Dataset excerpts
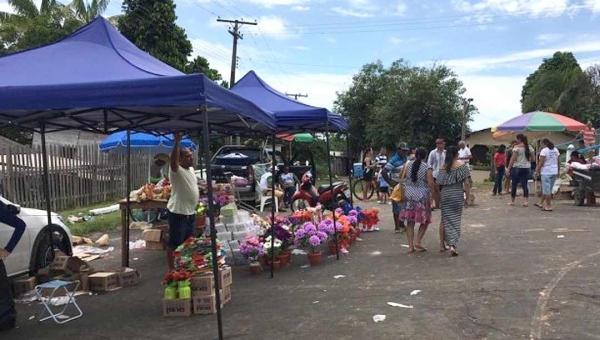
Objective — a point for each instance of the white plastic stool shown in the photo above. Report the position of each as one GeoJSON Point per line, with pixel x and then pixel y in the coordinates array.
{"type": "Point", "coordinates": [58, 287]}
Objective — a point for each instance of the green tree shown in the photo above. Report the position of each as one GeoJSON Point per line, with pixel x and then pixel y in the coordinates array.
{"type": "Point", "coordinates": [150, 25]}
{"type": "Point", "coordinates": [31, 26]}
{"type": "Point", "coordinates": [357, 103]}
{"type": "Point", "coordinates": [88, 11]}
{"type": "Point", "coordinates": [554, 85]}
{"type": "Point", "coordinates": [402, 103]}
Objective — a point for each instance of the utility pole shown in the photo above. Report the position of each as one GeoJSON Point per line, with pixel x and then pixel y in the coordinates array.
{"type": "Point", "coordinates": [235, 32]}
{"type": "Point", "coordinates": [296, 95]}
{"type": "Point", "coordinates": [466, 104]}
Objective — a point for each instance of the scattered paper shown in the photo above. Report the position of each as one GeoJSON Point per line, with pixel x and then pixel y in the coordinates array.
{"type": "Point", "coordinates": [139, 244]}
{"type": "Point", "coordinates": [394, 304]}
{"type": "Point", "coordinates": [378, 318]}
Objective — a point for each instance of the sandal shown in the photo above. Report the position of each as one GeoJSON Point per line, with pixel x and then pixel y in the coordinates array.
{"type": "Point", "coordinates": [420, 248]}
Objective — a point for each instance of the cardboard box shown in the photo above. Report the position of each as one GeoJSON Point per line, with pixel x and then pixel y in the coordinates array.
{"type": "Point", "coordinates": [128, 277]}
{"type": "Point", "coordinates": [226, 277]}
{"type": "Point", "coordinates": [24, 285]}
{"type": "Point", "coordinates": [104, 282]}
{"type": "Point", "coordinates": [202, 285]}
{"type": "Point", "coordinates": [152, 235]}
{"type": "Point", "coordinates": [208, 304]}
{"type": "Point", "coordinates": [177, 307]}
{"type": "Point", "coordinates": [59, 263]}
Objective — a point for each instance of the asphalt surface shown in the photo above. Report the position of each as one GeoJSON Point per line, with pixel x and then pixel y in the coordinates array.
{"type": "Point", "coordinates": [516, 278]}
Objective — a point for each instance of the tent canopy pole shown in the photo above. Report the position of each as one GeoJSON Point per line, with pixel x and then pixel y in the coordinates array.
{"type": "Point", "coordinates": [211, 219]}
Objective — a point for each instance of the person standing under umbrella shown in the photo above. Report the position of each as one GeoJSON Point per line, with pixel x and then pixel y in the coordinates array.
{"type": "Point", "coordinates": [184, 198]}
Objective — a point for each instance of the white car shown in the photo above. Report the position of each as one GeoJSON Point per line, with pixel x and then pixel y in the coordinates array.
{"type": "Point", "coordinates": [34, 250]}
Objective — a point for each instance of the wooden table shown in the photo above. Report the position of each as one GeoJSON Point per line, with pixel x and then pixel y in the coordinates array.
{"type": "Point", "coordinates": [153, 204]}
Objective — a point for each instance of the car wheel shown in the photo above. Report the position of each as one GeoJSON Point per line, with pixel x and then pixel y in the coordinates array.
{"type": "Point", "coordinates": [43, 249]}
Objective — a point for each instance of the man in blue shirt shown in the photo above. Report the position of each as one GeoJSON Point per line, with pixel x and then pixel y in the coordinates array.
{"type": "Point", "coordinates": [391, 173]}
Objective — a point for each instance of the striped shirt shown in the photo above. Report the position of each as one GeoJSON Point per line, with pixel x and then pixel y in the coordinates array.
{"type": "Point", "coordinates": [589, 136]}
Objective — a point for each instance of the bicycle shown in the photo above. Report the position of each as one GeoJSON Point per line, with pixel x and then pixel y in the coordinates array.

Exercise objective: Output exactly, and only, the lines running from the one that contains "Objective — a point for each instance of the white car" through the last line of the entries above.

Solution:
Objective — a point for each instance of the white car shown in the photo above. Report the position of each as one GeoJSON Point per line, with pixel x and then pixel y in the coordinates array.
{"type": "Point", "coordinates": [34, 250]}
Objective — a point for each instance of the wooden table shown in the photo above. Report the position of each as one GeoJSON Point per line, with pixel x and then pixel y in the coordinates array.
{"type": "Point", "coordinates": [153, 204]}
Objective — a point for each instance of the car wheel shown in the photo above. Report the position of each as one GeoJSON Point per line, with pixel x and then pixel y in the coordinates array.
{"type": "Point", "coordinates": [43, 249]}
Objective — a point for each instance of the man in blue shirt shown in the photo above. Report the position of each as one GeoJSON Point per line, with pixel x and then pixel y in the coordinates array.
{"type": "Point", "coordinates": [391, 173]}
Objective — a point for each instance of the striped shirt shown in the photo above. Report the position of each as one GeoJSON Point per line, with pixel x and then pixel y in the coordinates array.
{"type": "Point", "coordinates": [589, 136]}
Objective — a point for each instance of the bicycle shown in the photo above. Report the position of each as one GeoJSON Point per line, with pixel x and then pixel y in the coordinates array.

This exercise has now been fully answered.